(Exercise brief) Find "Exercise. Locate the white stripe" in the material, then return exactly the line containing it and all lines after it to the end, leaving out pictures.

(Provided records)

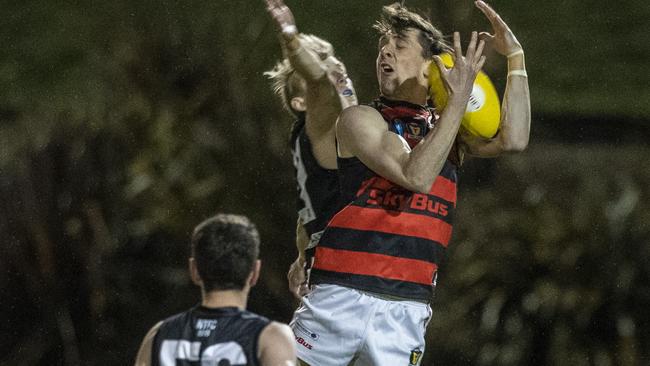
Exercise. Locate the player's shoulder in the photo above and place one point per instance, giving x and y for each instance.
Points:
(276, 333)
(249, 315)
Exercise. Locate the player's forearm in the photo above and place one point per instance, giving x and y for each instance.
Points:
(515, 121)
(306, 63)
(427, 159)
(302, 240)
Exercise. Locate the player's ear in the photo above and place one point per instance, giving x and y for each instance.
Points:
(255, 274)
(298, 104)
(194, 272)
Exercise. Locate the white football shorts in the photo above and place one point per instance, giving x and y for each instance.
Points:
(341, 326)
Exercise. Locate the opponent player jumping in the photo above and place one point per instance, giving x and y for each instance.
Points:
(314, 87)
(219, 331)
(376, 263)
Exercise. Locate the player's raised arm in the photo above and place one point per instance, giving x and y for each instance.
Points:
(306, 62)
(363, 133)
(515, 111)
(276, 346)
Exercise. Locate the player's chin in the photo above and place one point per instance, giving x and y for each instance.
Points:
(387, 87)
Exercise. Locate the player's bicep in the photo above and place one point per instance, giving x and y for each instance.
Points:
(363, 133)
(277, 346)
(144, 353)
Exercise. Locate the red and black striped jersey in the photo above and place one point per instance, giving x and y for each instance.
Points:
(388, 239)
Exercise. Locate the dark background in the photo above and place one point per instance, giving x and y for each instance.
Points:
(123, 124)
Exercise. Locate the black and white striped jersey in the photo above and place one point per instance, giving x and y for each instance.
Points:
(208, 336)
(318, 188)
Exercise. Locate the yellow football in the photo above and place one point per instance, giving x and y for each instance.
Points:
(483, 114)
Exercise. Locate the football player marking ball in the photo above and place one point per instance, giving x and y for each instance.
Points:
(483, 113)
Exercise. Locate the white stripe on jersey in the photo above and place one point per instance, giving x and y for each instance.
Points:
(307, 213)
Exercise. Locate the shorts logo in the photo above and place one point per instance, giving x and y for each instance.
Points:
(301, 341)
(305, 331)
(415, 356)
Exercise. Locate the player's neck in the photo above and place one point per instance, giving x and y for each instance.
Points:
(226, 298)
(409, 93)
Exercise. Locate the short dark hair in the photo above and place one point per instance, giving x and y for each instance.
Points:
(225, 248)
(397, 19)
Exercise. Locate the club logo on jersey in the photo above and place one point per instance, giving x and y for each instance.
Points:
(415, 130)
(415, 356)
(204, 327)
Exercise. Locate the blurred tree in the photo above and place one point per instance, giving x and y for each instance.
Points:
(123, 124)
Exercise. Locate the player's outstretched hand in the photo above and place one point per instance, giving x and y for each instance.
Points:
(459, 80)
(297, 279)
(282, 15)
(503, 40)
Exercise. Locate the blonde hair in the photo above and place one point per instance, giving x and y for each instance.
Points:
(285, 82)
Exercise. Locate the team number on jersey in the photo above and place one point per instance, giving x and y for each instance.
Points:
(186, 353)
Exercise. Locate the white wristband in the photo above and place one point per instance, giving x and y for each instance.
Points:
(517, 73)
(519, 52)
(289, 30)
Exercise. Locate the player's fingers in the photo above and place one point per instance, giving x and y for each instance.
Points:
(440, 64)
(458, 51)
(479, 50)
(304, 289)
(471, 48)
(490, 14)
(485, 36)
(480, 63)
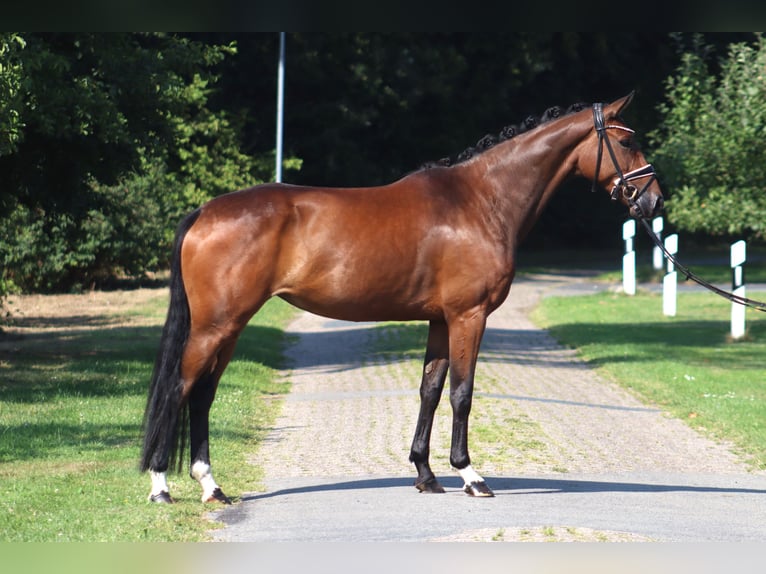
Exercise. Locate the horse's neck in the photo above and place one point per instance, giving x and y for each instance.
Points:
(522, 174)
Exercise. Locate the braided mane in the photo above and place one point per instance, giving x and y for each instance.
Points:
(509, 131)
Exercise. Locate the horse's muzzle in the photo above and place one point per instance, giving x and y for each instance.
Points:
(647, 206)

(Response to the exercise)
Exercise. Locate the white stripe on jersey in the photo above and place one point per instance, giving x and y for each instance.
Points:
(307, 213)
Exercise. Locate the shorts logo in the photo above and place one point per instance, giving x and y for each instance.
Points:
(301, 341)
(305, 331)
(415, 356)
Exercise. Locate the player's neck in the photo above and place one point per instance, giving x and y for each instance.
Points:
(226, 298)
(409, 93)
Exercise. Locate the short dark hair in the photo above and place one point per instance, giving x and y for each instance.
Points:
(225, 248)
(397, 19)
Exercise. Locate the club logo on jersey in the photo above and place one point per instance, giving x and y for each instance.
Points:
(415, 130)
(415, 356)
(204, 327)
Exercise. Locate the blurred tree in the photo above and place one point per instance, giving x and y for each instance.
Points:
(123, 124)
Exercise. Locate the player's outstretched hand in the photo above and place one point per instance, giving x and y for each instance.
Points:
(459, 80)
(297, 279)
(282, 15)
(503, 40)
Exercise. Locate the blonde hair in the photo above and place one point per instance, giving x and y for each instance.
Points:
(285, 82)
Exercise. Locate the team number on jersey in the photo above and place one point per instance, giving x and y for each instance.
Points:
(186, 353)
Exercise. Locate the white wristband in the photo above and place one point per instance, giving x and y for each instance.
Points:
(517, 73)
(519, 52)
(289, 30)
Exercise. Locate the player's fingers in the photo above and place one point per instance, giving x and y for each instance.
Points:
(440, 64)
(458, 51)
(479, 50)
(304, 289)
(471, 48)
(490, 14)
(485, 36)
(480, 63)
Exercise. Locate the horse's neck in the photo above and place one point per instance, giving x and y for each instance.
Points:
(522, 174)
Exercise. Locate the braided mane in the photo above and place one point per instance, giving x and y for each instance.
Points:
(509, 131)
Exercise. Locate the horse's muzzle in the photo above and place one point per instance, giving x and y for each instance.
Points:
(647, 206)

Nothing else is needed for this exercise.